____ Quoted passage

The fleet itself was in good shape. On hearing of the renewal of war, Sir Richard Bickerton, the peacetime commander in the Mediterranean, had moved to blockade Toulon. The only problem in the fleet was that prior to the outbreak of war, everyone in the fleet had expected to be able to return home, and now that prospect was removed for the foreseeable future. Desertion was always a problem in the Royal Navy in this period, and although Nelson’s presence reduced this a little, it was still a problem. Luckily, Nelson was one of the better Admirals when it came to maintaining his fleet. Within months of his arrival, scurvy had been banished, and the health of the men in his fleet remained impressively high for the rest of his time in charge.
Nelson’s first major problem was to a suitable base for his ships to refit and take on supplies, without having to resort to the long and slow voyage to Malta. He found his bolt hole in the Maddalena Islands, between Corsica and Sardinia. The islands provided Nelson with a secure harbour, fresh water and supplies of food, all within a safe distance of Toulon. The fleet visited the islands half a dozen times over the winter of 1803-4. A second rendezvous, known as rendezvous No. 97, was off Cape San Sebastian, between the Balearic islands and the Spanish coast, and was also a constant base for the fleet, playing a part in the Trafalgar campaign.

________

What you need to do ▸
1 – From the passage on Nelson's Mediterranean fleet, extract word for word the part that opens with the words containing "Nelson’s first major" and closes with "the Trafalgar campaign.".
2 – According to the passage on Nelson's Mediterranean fleet, where did Nelson find a base for his ships to refit and take on supplies?

____ Given material

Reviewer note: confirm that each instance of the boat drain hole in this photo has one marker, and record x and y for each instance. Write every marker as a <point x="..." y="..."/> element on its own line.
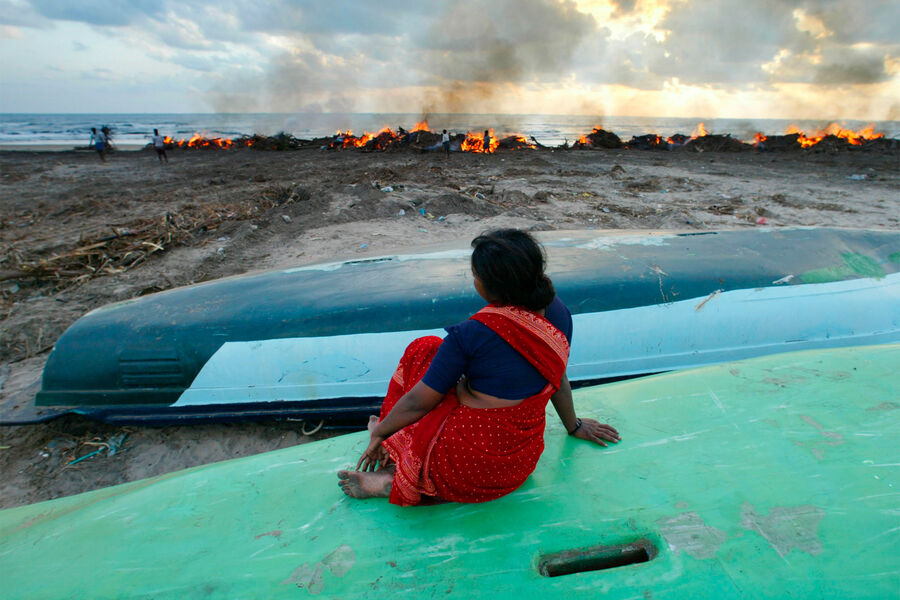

________

Problem solutions ▸
1 –
Nelson’s first major problem was to a suitable base for his ships to refit and take on supplies, without having to resort to the long and slow voyage to Malta. He found his bolt hole in the Maddalena Islands, between Corsica and Sardinia. The islands provided Nelson with a secure harbour, fresh water and supplies of food, all within a safe distance of Toulon. The fleet visited the islands half a dozen times over the winter of 1803-4. A second rendezvous, known as rendezvous No. 97, was off Cape San Sebastian, between the Balearic islands and the Spanish coast, and was also a constant base for the fleet, playing a part in the Trafalgar campaign.

2 – In the Maddalena Islands, between Corsica and Sardinia.